An Introduction to Automated Palletizing: Understanding the Process and Getting Started

An Introduction to Automated Palletizing: Understanding the Process and Getting Started

Did you know that 80% of all goods are transported on a pallet at some point in their journey?

If you’re relying on manual labor to place your products on pallets, you’re not alone. However, the last decade has driven factories of all sizes in various industries, such as food and beverage, pharmaceuticals, and general manufacturing, to rethink workforce utilization and adopt palletizing robots.

Whether you’re facing labor shortages, high insurance costs due to workplace injuries, or the need to close efficiency and productivity gaps to ensure growth, automating your end-of-line processes is a crucial transformation project to prioritize.

This article provides an overview of the types of automated palletizers, how they operate, their impact on your business, and the steps to implement one.

What is an Automated Palletizer?

### Set of tasks
1. Answer these questions from the palletizing article, one per line:
(a) What share of all goods does the article say travel on a pallet at some point in their journey?
(b) Which industries does the article name as examples of where factories have adopted palletizing robots?
(c) What three pressures does the article list as reasons to automate end-of-line processes?
2. Extend the palletizing article from its last line, continuing under the heading "What is an Automated Palletizer?"
The data that follows has no connection to the palletizing article.

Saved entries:
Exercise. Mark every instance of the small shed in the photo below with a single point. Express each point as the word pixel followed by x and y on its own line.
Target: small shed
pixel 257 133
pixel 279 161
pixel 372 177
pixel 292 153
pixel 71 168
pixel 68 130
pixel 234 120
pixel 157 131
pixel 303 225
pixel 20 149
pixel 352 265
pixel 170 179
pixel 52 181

### Written responses
1.
(a) 80%
(b) Food and beverage, pharmaceuticals, and general manufacturing
(c) Labor shortages, high insurance costs due to workplace injuries, and the need to close efficiency and productivity gaps to ensure growth

2.
An automated palletizer is a robotic system designed to automatically arrange and stack products or packages onto pallets for shipping, storage, or distribution. It uses advanced technology to perform tasks traditionally done by manual labor, such as picking up items from a conveyor belt and placing them in specific patterns on a pallet. 

The 2 Types of Automated Palletizers

Automated palletizers can be categorized into 2 main categories: Traditional robots or Industrial robots and collaborative robots (cobots)

Traditional robots (industrial) excel in high-volume, repetitive tasks, handling heavy payloads at high speeds. They require significant investment, large footprints, safety fencing, and specialized staff for operation and maintenance.

Collaborative robots (cobots), on the other hand, prioritize flexibility and adaptability. They work safely alongside humans without extensive barriers and are easily reprogrammable for different tasks. Cobots are generally more affordable and space-efficient, making them suitable for smaller operations or limited floor spaces. However, they typically have lower payload capacities and operate at slower speeds than traditional robots.

The choice between traditional robots and cobots depends on specific operational needs. Factors to consider include production volume, task variety, available space, budget, and workforce skill level. 

Traditional robots suit large-scale, high-speed operations, while cobots offer versatility and accessibility for diverse or changing production environments.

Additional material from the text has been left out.